_Excerpted text_
# Shrimp Products Review



## jkam

I've been reading through a lot of the Mosura descriptions and I'm trying to see what's worth it and whats not. 

So far what I've bought is gravidas. 

For Gravidas I only have positive things to say. Its supposed to help with molting and every time I dose, the next day I see a couple of molts. So far this is worth it and definitely does what it says. 

Anyone have any experience with tonic pro, BT9 or bio plus??


----------



## jkam

No one wants to share their Mosura experiences? 

I'm picking up mineral plus and tonic pro tonight so I'll do a mini review on those next week too.


----------



## tang daddy

I think mananap Stephan uses the line try to pm him....


----------



## jkam

yeah I've talked to him about it before I purchased anything, just seeing what others have experienced with it.


----------



## jkam

Just picked up Mineral Plus and Tonic pro 

Won't be able to use it until Friday though... So here's some teaser pics. I'm not particularly impressed with how much I get with Tonic Pro... There's a silicon gel pack in there that takes up space and the container isn't even full. I think without the silicon gel pack I get about... 1/2-3/4 of the container worth of product 


















Half empty Tonic Pro









Texture of Tonic pro


----------



## MananaP

Gravidas helps shrimps to molt properly and not promote molting as i understand it, the product you might be pointing to in terms of helping them molt is eros which is a different product...


----------



## Mferko

do they have anything that makes the shrimp tastier for your fish?


----------



## tang daddy

Mferko said:


> do they have anything that makes the shrimp tastier for your fish?


I wouldn't use mosura products to get healthy cherries only to feed them to your fish...

These products are used to enhance coloration of CRS aswell as health of the bee shrimp.... Ofcourse you could use it on other shrimps too.

I never fed my fish CRS shrimp because they are far to nice, cherries are a different story. Anyhow shrimps have very small nutritional value so in order to keep fish healthy you need to feed alot.

I have only used 2 mosura products, old sea mud and mineral plus, I didn't see a huge difference but I only add abit here and there... There is no set schedule nor amount, it's more or less whenever I feel like adding some.

I wish I could use the full line but that is costly, Jkam let us know how you find the tonic pro...


----------



## jkam

tang daddy said:


> I wish I could use the full line but that is costly, Jkam let us know how you find the tonic pro...

_Supplied material_
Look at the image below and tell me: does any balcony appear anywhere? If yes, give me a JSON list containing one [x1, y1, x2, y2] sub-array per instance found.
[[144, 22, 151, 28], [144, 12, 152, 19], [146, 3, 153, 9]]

_List of tasks_
(1) In the shrimp products thread, rewrite the paragraph beginning "I have only used 2 mosura products" as a brief list that keeps its main facts.
(2) Please return the stretch of the shrimp products thread from "I think mananap" through "experienced with it.", copied word for word.

_The replies_
(1)
- Only two Mosura products used: old sea mud and mineral plus
- No huge difference seen
- Only a bit added here and there
- No set schedule or amount; added whenever the poster feels like it

(2)
I think mananap Stephan uses the line try to pm him....


----------



## jkam

yeah I've talked to him about it before I purchased anything, just seeing what others have experienced with it.